Could you copy every one of the items below line for line, without changing anything, and leave out the pictures?

= = = = =

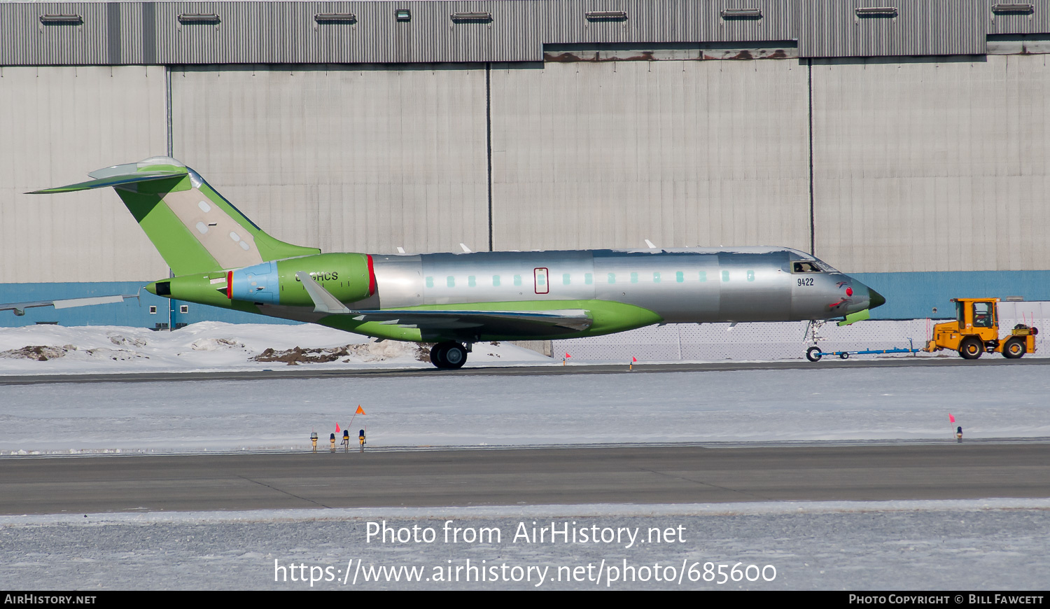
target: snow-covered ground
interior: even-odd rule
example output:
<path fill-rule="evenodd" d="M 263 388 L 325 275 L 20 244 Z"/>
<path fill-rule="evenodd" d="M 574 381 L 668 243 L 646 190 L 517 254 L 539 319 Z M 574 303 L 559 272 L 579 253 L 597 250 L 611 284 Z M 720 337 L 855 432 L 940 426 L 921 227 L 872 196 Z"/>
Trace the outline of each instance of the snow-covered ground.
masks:
<path fill-rule="evenodd" d="M 334 361 L 310 363 L 327 369 L 430 368 L 419 359 L 419 345 L 368 337 L 313 323 L 222 323 L 202 321 L 174 332 L 146 328 L 26 326 L 0 329 L 0 375 L 201 372 L 266 370 L 285 362 L 254 361 L 266 350 L 332 349 L 350 353 Z M 44 346 L 46 350 L 26 348 Z M 32 357 L 27 357 L 32 356 Z M 43 357 L 41 357 L 43 356 Z M 509 343 L 482 342 L 471 365 L 519 362 L 553 363 L 533 351 Z"/>
<path fill-rule="evenodd" d="M 0 517 L 0 587 L 1015 594 L 1050 581 L 1048 509 L 1010 499 Z M 551 526 L 569 543 L 534 541 Z M 500 532 L 464 542 L 467 529 Z M 653 529 L 673 537 L 654 543 Z"/>
<path fill-rule="evenodd" d="M 1050 437 L 1042 365 L 0 385 L 0 453 Z M 956 423 L 949 421 L 949 414 Z"/>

= = = = =

- _TASK OUTPUT_
target: snow-covered ground
interior: even-odd rule
example output:
<path fill-rule="evenodd" d="M 263 388 L 325 275 L 20 244 Z"/>
<path fill-rule="evenodd" d="M 574 381 L 668 243 L 646 190 L 517 254 L 539 319 Z M 574 303 L 559 272 L 579 253 L 597 250 L 611 284 Z M 720 337 L 855 432 L 940 426 L 921 227 L 872 196 Z"/>
Trace the outline of each instance of the snow-covered ground.
masks:
<path fill-rule="evenodd" d="M 334 361 L 310 363 L 327 369 L 430 368 L 419 359 L 419 345 L 368 337 L 313 323 L 222 323 L 202 321 L 174 332 L 146 328 L 26 326 L 0 329 L 0 375 L 201 372 L 266 370 L 285 362 L 254 361 L 266 350 L 332 349 L 350 353 Z M 44 346 L 46 350 L 26 348 Z M 32 357 L 27 357 L 32 356 Z M 43 357 L 41 357 L 43 356 Z M 509 343 L 482 342 L 471 365 L 519 362 L 553 363 L 533 351 Z"/>
<path fill-rule="evenodd" d="M 0 517 L 0 587 L 1015 594 L 1050 581 L 1048 509 L 1010 499 Z M 551 526 L 569 543 L 534 541 Z M 500 532 L 464 542 L 467 529 Z M 653 529 L 673 537 L 654 543 Z"/>
<path fill-rule="evenodd" d="M 1050 437 L 1042 365 L 0 385 L 0 453 Z M 956 423 L 949 421 L 949 414 Z"/>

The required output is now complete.